Stored data
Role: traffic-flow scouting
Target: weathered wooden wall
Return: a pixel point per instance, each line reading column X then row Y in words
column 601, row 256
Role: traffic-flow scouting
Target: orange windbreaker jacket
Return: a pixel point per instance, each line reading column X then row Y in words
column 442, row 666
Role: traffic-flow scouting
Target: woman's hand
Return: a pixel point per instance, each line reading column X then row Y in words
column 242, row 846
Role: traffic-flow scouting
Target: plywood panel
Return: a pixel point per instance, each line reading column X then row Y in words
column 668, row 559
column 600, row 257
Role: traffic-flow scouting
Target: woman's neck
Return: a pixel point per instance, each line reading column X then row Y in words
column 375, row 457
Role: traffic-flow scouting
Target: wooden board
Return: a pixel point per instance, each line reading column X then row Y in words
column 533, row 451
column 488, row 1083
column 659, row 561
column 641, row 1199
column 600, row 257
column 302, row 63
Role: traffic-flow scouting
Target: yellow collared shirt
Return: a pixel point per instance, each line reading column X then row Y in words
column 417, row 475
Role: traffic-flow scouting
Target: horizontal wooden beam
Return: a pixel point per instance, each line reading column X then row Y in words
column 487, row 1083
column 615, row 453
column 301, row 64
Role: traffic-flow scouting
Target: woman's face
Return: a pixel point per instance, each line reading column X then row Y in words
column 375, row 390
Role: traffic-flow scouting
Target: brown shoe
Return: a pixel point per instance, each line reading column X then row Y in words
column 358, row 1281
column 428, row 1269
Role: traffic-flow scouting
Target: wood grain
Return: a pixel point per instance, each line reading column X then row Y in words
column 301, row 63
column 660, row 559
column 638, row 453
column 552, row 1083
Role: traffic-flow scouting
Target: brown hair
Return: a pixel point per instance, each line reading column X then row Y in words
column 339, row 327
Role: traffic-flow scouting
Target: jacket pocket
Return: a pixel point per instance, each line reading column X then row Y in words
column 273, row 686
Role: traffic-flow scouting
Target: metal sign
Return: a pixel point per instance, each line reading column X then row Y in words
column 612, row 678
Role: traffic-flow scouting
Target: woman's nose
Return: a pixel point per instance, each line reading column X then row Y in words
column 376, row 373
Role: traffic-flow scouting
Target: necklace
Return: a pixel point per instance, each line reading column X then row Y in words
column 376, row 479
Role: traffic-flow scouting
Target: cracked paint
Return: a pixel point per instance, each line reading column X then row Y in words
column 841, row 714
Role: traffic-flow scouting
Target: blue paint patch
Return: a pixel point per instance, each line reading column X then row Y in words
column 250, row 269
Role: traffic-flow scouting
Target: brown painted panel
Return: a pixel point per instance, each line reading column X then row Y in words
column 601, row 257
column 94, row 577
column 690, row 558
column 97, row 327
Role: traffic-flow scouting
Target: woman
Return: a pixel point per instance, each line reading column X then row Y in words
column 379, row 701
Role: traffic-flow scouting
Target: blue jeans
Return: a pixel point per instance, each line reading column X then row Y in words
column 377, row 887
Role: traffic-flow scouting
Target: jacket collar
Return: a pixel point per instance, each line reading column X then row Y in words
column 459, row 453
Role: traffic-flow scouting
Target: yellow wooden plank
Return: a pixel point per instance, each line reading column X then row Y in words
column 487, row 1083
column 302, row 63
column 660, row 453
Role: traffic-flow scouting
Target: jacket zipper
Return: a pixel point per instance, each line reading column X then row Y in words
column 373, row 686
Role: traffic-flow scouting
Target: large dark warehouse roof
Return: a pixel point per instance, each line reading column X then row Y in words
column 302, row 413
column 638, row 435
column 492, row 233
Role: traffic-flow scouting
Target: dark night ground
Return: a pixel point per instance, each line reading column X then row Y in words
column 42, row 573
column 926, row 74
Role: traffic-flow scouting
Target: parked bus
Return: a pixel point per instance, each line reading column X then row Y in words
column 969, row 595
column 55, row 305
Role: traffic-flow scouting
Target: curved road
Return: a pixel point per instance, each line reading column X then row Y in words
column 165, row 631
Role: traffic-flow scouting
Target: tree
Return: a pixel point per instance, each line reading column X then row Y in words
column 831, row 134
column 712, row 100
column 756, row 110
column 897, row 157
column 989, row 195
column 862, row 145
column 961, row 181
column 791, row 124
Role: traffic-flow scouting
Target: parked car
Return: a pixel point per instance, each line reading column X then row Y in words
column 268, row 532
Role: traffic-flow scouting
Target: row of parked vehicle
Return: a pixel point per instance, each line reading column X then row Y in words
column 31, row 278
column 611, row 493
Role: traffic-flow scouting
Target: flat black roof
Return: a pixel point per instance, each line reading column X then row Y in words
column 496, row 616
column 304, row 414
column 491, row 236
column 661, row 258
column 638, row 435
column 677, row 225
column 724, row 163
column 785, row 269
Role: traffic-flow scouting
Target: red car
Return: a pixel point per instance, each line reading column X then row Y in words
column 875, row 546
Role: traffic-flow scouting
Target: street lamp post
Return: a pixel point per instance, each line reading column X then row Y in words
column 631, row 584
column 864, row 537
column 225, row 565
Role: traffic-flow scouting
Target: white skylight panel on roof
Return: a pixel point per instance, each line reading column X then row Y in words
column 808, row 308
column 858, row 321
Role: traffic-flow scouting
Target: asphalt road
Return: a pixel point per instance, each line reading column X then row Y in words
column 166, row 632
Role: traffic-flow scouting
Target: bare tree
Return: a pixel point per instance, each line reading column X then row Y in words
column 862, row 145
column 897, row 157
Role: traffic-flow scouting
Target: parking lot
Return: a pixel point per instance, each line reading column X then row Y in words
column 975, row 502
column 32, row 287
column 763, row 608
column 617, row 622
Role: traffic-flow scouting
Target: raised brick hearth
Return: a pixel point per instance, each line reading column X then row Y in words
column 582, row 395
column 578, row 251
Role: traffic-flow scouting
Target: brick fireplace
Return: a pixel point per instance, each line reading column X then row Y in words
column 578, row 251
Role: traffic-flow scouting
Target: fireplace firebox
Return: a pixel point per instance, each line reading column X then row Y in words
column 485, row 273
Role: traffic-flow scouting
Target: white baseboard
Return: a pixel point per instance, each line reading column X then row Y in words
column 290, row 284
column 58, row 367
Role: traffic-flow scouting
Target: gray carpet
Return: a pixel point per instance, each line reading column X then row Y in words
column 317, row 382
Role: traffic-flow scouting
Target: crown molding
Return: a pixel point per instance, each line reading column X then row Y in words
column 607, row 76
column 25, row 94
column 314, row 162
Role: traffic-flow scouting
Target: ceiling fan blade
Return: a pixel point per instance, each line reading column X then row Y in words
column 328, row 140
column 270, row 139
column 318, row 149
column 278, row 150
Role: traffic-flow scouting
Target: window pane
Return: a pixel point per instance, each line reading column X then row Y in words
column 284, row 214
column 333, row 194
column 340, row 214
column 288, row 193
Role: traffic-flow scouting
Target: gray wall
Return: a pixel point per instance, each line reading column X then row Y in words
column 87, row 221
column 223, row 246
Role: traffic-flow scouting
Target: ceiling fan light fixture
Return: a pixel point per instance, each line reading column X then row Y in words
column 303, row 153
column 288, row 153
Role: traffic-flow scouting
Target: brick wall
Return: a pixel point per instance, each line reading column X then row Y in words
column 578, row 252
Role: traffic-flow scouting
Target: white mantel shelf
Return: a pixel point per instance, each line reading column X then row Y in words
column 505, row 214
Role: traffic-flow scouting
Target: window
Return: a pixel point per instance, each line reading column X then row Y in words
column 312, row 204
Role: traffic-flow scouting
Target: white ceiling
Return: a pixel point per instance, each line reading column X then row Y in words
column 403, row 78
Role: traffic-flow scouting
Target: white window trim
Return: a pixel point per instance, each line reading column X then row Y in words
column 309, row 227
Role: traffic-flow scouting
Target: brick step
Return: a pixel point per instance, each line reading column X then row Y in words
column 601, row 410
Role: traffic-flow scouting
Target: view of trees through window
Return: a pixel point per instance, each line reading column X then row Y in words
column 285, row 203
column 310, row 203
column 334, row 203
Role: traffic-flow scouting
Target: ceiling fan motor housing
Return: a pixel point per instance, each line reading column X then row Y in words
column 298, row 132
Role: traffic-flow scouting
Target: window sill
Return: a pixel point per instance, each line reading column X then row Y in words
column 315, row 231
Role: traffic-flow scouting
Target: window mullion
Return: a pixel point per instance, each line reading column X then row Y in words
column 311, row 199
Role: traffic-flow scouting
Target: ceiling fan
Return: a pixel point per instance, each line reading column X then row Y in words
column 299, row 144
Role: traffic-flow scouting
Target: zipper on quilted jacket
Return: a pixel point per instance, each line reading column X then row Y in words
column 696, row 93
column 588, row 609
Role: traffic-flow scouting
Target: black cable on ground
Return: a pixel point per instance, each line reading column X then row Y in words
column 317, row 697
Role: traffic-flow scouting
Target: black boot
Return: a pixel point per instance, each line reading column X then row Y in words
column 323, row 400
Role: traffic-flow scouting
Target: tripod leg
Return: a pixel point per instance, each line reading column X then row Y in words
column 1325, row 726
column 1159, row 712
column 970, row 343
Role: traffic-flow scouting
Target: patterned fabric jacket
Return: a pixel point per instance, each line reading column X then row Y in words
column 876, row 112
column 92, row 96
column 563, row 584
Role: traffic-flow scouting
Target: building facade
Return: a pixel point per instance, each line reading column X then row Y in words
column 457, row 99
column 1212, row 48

§ **TASK BRIEF**
Would you print exactly, and only, the lines of the data above from the line with "Target: flat black roof" through the line with "Target: red car", inclusive?

§ **TASK SOLUTION**
Target: flat black roof
Return: a pixel point per instance, each line reading column X then row Y in words
column 496, row 616
column 304, row 414
column 491, row 236
column 661, row 258
column 638, row 435
column 677, row 225
column 724, row 163
column 785, row 269
Role: traffic-flow scouting
Target: red car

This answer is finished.